WHAT YOU WILL DO: Would you return all of this data exactly, leaving nothing out?
## begin INPUT
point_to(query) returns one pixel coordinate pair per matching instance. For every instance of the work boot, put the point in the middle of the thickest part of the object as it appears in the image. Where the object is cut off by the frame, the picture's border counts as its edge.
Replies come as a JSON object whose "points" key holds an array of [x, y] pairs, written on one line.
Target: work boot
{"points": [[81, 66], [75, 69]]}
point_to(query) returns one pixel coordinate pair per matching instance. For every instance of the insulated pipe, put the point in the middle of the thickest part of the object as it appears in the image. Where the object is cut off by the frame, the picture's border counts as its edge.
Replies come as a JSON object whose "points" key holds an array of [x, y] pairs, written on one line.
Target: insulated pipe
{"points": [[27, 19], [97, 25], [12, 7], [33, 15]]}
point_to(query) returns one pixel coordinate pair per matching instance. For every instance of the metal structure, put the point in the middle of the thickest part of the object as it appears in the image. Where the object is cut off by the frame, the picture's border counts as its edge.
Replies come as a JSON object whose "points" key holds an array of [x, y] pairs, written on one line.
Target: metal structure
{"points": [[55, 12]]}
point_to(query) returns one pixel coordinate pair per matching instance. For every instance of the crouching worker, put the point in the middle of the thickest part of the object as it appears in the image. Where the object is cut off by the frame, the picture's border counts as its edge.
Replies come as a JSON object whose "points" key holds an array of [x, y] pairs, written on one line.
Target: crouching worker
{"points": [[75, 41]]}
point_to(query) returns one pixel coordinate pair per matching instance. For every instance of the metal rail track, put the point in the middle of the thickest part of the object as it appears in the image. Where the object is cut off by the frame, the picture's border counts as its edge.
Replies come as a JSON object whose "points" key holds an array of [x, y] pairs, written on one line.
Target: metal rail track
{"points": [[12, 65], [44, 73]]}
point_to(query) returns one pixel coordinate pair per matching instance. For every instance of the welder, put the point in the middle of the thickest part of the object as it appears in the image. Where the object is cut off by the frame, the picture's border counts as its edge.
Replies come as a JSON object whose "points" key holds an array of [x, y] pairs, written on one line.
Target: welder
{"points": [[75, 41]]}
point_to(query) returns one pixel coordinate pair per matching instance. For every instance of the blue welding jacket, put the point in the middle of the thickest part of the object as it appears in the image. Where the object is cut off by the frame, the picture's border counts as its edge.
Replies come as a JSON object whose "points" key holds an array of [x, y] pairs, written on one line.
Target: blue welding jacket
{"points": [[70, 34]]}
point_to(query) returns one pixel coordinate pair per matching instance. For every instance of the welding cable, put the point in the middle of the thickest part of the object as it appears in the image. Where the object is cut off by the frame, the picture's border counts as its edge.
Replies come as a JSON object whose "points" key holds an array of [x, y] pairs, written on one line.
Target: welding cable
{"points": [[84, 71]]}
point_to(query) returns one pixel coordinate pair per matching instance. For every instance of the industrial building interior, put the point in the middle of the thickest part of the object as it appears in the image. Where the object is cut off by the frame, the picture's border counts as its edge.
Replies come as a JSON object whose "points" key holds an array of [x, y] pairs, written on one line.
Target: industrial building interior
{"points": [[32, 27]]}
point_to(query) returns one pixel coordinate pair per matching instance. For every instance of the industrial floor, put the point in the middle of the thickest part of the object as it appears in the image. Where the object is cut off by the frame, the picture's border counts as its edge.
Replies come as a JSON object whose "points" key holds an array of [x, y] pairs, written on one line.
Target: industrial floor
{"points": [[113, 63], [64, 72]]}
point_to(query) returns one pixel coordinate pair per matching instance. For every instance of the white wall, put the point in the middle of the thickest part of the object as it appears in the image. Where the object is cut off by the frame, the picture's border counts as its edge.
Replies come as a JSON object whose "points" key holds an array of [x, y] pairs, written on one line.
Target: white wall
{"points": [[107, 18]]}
## end INPUT
TASK SOLUTION:
point_to(query) returns one pixel coordinate pair per matching instance. For every instance of the work boot, put the point in the middle of the thickest part of the object as it appears in the image. Where the object is cut off by the frame, the picture's border counts as its edge.
Replies come as a JSON object whose "points" key holds an array of [x, y] pairs, written on one line.
Target: work boot
{"points": [[81, 66], [75, 69]]}
point_to(query) returns one pixel coordinate pair per matching instance. For every instance of the insulated pipe, put the point in the middle of the thickest part of the object as it appears in the image. Where the object is cut off by the frame, the picture's border counts as its edge.
Replies come as a JSON object whose "points" key holds an array of [x, y] pairs, written on one line.
Target: insulated pipe
{"points": [[27, 19], [97, 25], [12, 7], [33, 15]]}
point_to(query) returns one pixel coordinate pair per matching instance. For every instance of the metal structure, put the point in the middle of the thickest part of the object as it appears in the image. Where the object is cut off by the frame, the picture's border counts as its edge.
Replies come as a JSON object whose "points" key holds an array of [x, y] pairs, written on one line.
Target: metal structure
{"points": [[55, 12]]}
point_to(query) returns one pixel coordinate pair per matching instance. For every instance of the crouching worker, put the point in the middle of the thickest part of the object as it appears in the image. Where the object is cut off by the frame, the picture's border counts as its edge.
Replies come as a JSON object whose "points" key holds an array of [x, y] pairs, written on one line.
Target: crouching worker
{"points": [[75, 41]]}
point_to(query) returns one pixel coordinate pair per matching instance. For every instance of the metal rail track, put the point in the middle of the thickest part of the object as it appears in the image. Where the object is cut off by the frame, the picture's border counts as its edge.
Replies come as a JSON object whose "points" key holds an array of [x, y] pairs, written on one line.
Target: metal rail track
{"points": [[12, 65], [44, 73]]}
point_to(query) returns one pixel coordinate pair per matching instance. For every instance of the welder, put the point in the middle of the thickest part of the object as it appears in the image. Where the object is cut off by the frame, the picture's border counts as its edge.
Replies come as a JSON object whose "points" key holds an array of [x, y] pairs, written on one line.
Target: welder
{"points": [[75, 41]]}
point_to(query) returns one pixel coordinate pair per matching instance. For every instance of the blue welding jacket, put the point in the middle of the thickest part of the object as it appears in the image. Where the object is cut off by the frame, the picture's border counts as its edge.
Replies come as a JSON object whose "points" key holds an array of [x, y] pairs, written on one line.
Target: blue welding jacket
{"points": [[70, 34]]}
point_to(query) returns one pixel coordinate pair per matching instance. For every instance of the welding cable, put the point in the middle of the thickest part of the object as it appears in the image. Where the object is cut off by the frame, the picture's border counts as its edge.
Replies come as a JSON object whose "points" key holds an array of [x, y] pairs, written on one line.
Target: welding cable
{"points": [[84, 71]]}
point_to(query) returns one pixel coordinate pair per matching instance. For every instance of the industrial building interior, put the point in the middle of the thickest part of the object as it appears in the image. Where the object is cut off by the frame, the picture's border counts as its edge.
Replies come as a JSON object whose "points" key holds an array of [x, y] pairs, written on one line.
Target: industrial building interior
{"points": [[32, 27]]}
point_to(query) returns one pixel coordinate pair per matching instance. For every instance of the industrial floor, put the point in the middle of the thickest part of the object as it appears in the image. Where the object is cut off by the frame, the picture's border counts as its edge.
Replies come as a JSON object whose "points" key holds an array of [x, y] pairs, written on one line.
Target: industrial floor
{"points": [[113, 63], [64, 72]]}
point_to(query) returns one pixel coordinate pair per matching instance. For every instance of the white wall, put the point in the middle of the thickest part of the object as it appears in the image. Where the object is cut off by the frame, the picture's border counts as its edge.
Replies come as a JSON object whose "points" key holds an array of [x, y] pairs, written on one line.
Target: white wall
{"points": [[107, 18]]}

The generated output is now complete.